======== 読解文

初心者でもわかる!「オンラインゲームにおける仕組み」を学んでみよう【後編】

Last updated at Posted at 2024-12-08

最初に

本記事では、非エンジニアな方でも理解しやすいように「オンラインアクションゲームを開発するにあたって知っておきたい仕組み」について、丁寧に解説していきます。

対象読者は以下の通りです。

  • ゲームサーバーを運営したり、シンプルなオンラインゲームを構築した経験があり、実際の開発ではどういった仕組みを用いているのか興味がある方
  • プログラムやゲームエンジンを触ったことがあり、オンラインゲーム開発の基礎について学びたい方
  • なんもわからんけど知見として持っておきたい方

今回記事の中で紹介する内容は以下の通りとなります。
  • 同期型について
  • 同期型におけるフルメッシュ型とスター型の違い
  • C/SやP2Pの簡単な概要について
  • グローバルIPアドレスとプライベートIPアドレスについて
  • NAT問題について
  • リレーサーバ方式について

初心者でもわかる!「オンラインゲームにおける仕組み」を学んでみよう【前編】

前編もありますので、興味がある方はご一読頂けますと嬉しいです、励みになります。
前編では以下の内容を記載しています。

  • ゲーム開発における基本用語
  • 非同期型について
  • 非同期型における「アイテムデュープ」などの問題

逆に今回解説しない項目は以下の通りです。

================
======== データ抜粋

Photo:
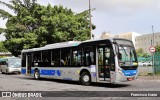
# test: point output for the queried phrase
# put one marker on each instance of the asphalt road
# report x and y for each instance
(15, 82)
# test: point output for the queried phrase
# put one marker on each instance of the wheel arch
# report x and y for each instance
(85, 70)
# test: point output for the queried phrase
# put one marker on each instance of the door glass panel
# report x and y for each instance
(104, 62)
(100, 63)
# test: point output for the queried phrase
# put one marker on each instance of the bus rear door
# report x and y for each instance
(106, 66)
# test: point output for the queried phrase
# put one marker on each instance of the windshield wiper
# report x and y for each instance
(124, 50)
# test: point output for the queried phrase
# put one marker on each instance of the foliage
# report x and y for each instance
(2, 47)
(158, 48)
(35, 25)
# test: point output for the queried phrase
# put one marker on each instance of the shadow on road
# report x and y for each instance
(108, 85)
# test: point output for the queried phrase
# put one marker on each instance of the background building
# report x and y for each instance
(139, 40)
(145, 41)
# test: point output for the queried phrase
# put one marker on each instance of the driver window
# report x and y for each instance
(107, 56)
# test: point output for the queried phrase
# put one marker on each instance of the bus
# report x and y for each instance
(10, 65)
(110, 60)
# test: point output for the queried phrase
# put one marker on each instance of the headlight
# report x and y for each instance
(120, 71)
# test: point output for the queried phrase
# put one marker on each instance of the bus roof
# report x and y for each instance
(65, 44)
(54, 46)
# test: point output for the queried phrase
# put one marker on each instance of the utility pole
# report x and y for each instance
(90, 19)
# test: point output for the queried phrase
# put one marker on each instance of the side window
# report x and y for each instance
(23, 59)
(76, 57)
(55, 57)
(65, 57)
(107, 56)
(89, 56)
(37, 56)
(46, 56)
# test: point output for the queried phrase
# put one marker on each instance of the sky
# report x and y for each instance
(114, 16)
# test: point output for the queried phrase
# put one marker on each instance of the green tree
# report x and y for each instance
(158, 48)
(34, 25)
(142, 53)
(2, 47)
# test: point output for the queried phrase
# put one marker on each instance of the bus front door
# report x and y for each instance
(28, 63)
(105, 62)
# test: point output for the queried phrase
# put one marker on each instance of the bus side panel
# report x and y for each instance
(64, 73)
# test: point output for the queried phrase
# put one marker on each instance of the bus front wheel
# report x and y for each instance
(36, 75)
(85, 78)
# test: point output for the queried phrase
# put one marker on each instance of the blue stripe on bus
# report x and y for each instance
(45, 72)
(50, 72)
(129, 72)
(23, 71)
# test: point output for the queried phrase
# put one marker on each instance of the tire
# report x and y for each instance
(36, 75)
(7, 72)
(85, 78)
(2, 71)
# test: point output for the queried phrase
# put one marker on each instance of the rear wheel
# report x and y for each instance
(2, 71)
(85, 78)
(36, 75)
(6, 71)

================
======== データ抜粋

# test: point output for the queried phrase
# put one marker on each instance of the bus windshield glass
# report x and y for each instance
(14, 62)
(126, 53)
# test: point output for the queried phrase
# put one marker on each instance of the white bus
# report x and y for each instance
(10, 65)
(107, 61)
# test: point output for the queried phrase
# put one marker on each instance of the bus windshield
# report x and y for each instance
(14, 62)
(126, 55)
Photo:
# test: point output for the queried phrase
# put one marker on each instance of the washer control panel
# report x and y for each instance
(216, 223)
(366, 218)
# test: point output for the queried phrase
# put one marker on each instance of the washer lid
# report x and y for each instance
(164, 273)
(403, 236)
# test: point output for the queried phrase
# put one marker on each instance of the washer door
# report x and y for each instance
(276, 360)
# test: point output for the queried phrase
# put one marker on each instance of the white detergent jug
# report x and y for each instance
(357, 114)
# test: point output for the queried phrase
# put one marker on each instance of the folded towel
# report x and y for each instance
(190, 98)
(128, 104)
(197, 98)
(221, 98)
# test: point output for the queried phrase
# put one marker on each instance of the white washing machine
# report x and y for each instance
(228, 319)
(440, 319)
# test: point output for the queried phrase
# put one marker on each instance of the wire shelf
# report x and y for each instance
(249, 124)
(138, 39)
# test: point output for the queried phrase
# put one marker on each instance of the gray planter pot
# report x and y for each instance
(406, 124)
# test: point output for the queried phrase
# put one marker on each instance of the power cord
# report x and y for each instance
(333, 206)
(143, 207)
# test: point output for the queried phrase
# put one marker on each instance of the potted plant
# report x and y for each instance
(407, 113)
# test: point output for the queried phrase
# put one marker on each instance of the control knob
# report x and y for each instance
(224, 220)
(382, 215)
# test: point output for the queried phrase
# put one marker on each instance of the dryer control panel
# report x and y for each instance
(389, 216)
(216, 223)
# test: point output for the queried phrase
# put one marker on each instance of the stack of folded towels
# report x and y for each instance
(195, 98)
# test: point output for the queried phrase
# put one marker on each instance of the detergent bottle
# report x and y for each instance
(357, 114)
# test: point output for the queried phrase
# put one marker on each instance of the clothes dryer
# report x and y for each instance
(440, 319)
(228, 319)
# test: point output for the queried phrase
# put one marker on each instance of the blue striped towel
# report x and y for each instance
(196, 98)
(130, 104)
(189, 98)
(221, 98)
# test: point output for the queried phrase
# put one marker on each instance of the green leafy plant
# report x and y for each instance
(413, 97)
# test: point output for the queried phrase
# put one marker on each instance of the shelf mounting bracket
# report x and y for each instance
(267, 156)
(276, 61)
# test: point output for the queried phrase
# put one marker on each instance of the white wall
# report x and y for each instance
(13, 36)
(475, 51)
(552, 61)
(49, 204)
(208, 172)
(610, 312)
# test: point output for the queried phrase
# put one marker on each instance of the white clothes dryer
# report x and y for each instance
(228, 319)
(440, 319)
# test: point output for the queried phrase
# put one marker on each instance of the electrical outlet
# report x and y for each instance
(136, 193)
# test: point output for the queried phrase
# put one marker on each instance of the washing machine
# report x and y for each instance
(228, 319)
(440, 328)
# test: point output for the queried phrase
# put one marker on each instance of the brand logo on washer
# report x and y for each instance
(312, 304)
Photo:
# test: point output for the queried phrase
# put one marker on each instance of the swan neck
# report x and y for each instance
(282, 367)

================

> [課題 A]:
オンラインゲームの仕組みに関する記事について、次の問いに答えてください。
(i) 記事の投稿日はいつですか?
(ii) 今回紹介する内容のうち、IPアドレスに関する項目は何ですか?
(iii) 前編で扱っている内容として、「非同期型について」のほかに何が挙げられていますか?
> [課題 B]: オンラインゲームの仕組みに関する記事を、最後の文の後から書き進めてください。

> [解答 A]:
(i) 2024-12-08
(ii) グローバルIPアドレスとプライベートIPアドレスについて
(iii) ゲーム開発における基本用語と、非同期型における「アイテムデュープ」などの問題

> [解答 B]:
  • MMO型とMO型の違い
  • 非同期型のフルメッシュ型やスター型における概要
  • TCPやUDP、RUDPに関する詳細な説明
  • 非同期型における「アイテムデュープ」などの問題に対しての説明

TCPやUDP、RUDPに関する詳細な説明は以下の記事を参考頂ければと思います。
(チョットフルイので、最新の記事もチェックしてみてください)
ネトゲや配信で使い分けられてるTCPとUDP、RUDPの概念から勉強し直してみた


リアルタイム対戦格闘ゲームや対戦ゲームの公式戦

前編では、非同期式の説明として格闘ゲームを例に出しましたが、「どちらかの結果を採用する」という解決方法では、実際のシビアな1フレームで勝敗を決するようなゲームでは、辻褄の合わない結果が発生するために使えません。高度な判断を求められるゲームでは、1フレーム単位で完全に端末同士を同期させる必要があるのです。

これを 「完全同期式」 と呼びます。

完全同期式とは、対戦しているプレイヤー全員が全く同じ画面を見ることができる形式です。この方式でゲーム中に通信されるデータは、プレイヤーの移動・攻撃・防御などの操作情報です。通信方式はUDPを使うことで、リアルタイム性を重視したデータのやりとりを行うことができるようになります。

UDPとは、データ受信確認などの返答を必要せず、データを送ったら送りっぱなしという、信頼性や確実性よりもリアルタイム性を重視した遅延の少ない通信方式のことです。

同期の仕組みは、「相手の操作情報が届いたら、そのフレームの処理を実行する」 という考え方に基づいています。

image.png

この高速なやり取りを実現するためには、プレイヤー同士でのデータの流れ方も重要となってきます。


完全同期式を実現するフルメッシュ型やスター型とは?

プレイヤーの端末同士を直接接続する方式 を用いて完全同期式を実装する場合に、基本となる、「フルメッシュ型」と「スター型」 について説明します。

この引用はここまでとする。